Copy out all of the data below with no alterations.

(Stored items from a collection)
..........

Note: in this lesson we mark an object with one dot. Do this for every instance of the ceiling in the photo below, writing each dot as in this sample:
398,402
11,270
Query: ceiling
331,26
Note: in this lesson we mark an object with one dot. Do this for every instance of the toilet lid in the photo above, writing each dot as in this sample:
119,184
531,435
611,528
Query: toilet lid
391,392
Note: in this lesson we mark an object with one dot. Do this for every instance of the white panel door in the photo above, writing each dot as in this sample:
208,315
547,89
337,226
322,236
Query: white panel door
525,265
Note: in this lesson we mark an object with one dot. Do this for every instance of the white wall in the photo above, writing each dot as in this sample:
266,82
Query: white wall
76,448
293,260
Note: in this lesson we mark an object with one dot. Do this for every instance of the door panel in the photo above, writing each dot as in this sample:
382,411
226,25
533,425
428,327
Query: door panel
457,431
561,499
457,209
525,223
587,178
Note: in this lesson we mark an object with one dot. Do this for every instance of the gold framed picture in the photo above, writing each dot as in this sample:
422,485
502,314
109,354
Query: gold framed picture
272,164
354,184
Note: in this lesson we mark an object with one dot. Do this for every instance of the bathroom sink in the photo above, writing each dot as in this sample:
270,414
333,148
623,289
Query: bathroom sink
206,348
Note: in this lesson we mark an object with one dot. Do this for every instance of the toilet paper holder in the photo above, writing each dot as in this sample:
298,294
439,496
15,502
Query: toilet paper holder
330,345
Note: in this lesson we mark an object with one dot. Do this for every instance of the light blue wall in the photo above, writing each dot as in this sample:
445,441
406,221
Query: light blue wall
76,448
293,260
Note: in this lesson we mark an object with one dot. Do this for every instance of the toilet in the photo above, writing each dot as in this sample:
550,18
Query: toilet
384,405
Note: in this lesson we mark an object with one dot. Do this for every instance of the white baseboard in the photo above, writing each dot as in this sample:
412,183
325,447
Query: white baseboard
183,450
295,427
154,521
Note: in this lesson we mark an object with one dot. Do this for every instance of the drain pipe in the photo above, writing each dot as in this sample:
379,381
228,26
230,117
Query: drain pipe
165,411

..........

ANSWER SPACE
Note: in this lesson we mark an object with one dot. Do this for every instance of the ceiling in the photo below, writing each dot as in this sample:
398,402
11,270
Query: ceiling
331,26
Note: in this lesson we mark an object with one dot. Do this for every instance of the toilet lid in the photo above, writing each dot as in this sample:
119,184
531,435
611,528
Query: toilet lid
391,392
Note: in this lesson we mark an object with one dot. Do this for every instance of the white panel door in the photo above, writing each dot as in this sample:
208,315
547,89
337,226
322,236
Query: white panel door
525,265
Note: in this lesson we mark an object with one dot. Do this for every instance of the white wall in the photo above, writing each dot as in this sample:
266,82
Query: white wall
76,448
293,260
Note: in this lesson we mark an object with one dot. Do this for every instance of the door panel in the photo above, writing each dot as in this sample:
382,411
226,25
533,425
428,327
Query: door panel
457,431
561,499
457,209
525,223
587,178
Note: in this lesson we mark an object with one dot. Do this for every instance of the gold framed picture in the photo above, writing each dot as in this sample:
422,485
502,314
109,354
Query: gold framed picture
272,164
354,184
Note: in this lesson we mark an object with one dot. Do this for every instance of the bathroom sink in the photo above, writing each dot as in this sample:
270,414
333,148
623,289
Query: bathroom sink
206,348
Note: in this lesson we mark an object with one dot. Do this for every instance of the toilet paper holder in the photo above, writing each dot as in this sample:
298,294
439,496
15,502
Query: toilet paper holder
330,345
Note: in this lesson we mark an object with one dot. Do this for every instance of the light blue wall in the photo above, writing each dot as in this sample:
445,441
406,221
Query: light blue wall
76,448
293,260
Note: in this lesson we mark an object with one dot. Do this for every instance of the toilet in the photo above, writing each dot as in this sample:
550,18
Query: toilet
384,405
Note: in this lesson we mark an object with one dot. Do this for every instance of the white baseboard in the photo above, writing each dot as in this sample:
412,183
325,447
Query: white baseboard
183,450
295,427
154,521
Note: in this lesson we mark an object with one dot. Do this for every instance of the drain pipe in the photo above, writing each dot as in this sample:
379,381
228,26
230,117
Query: drain pipe
165,411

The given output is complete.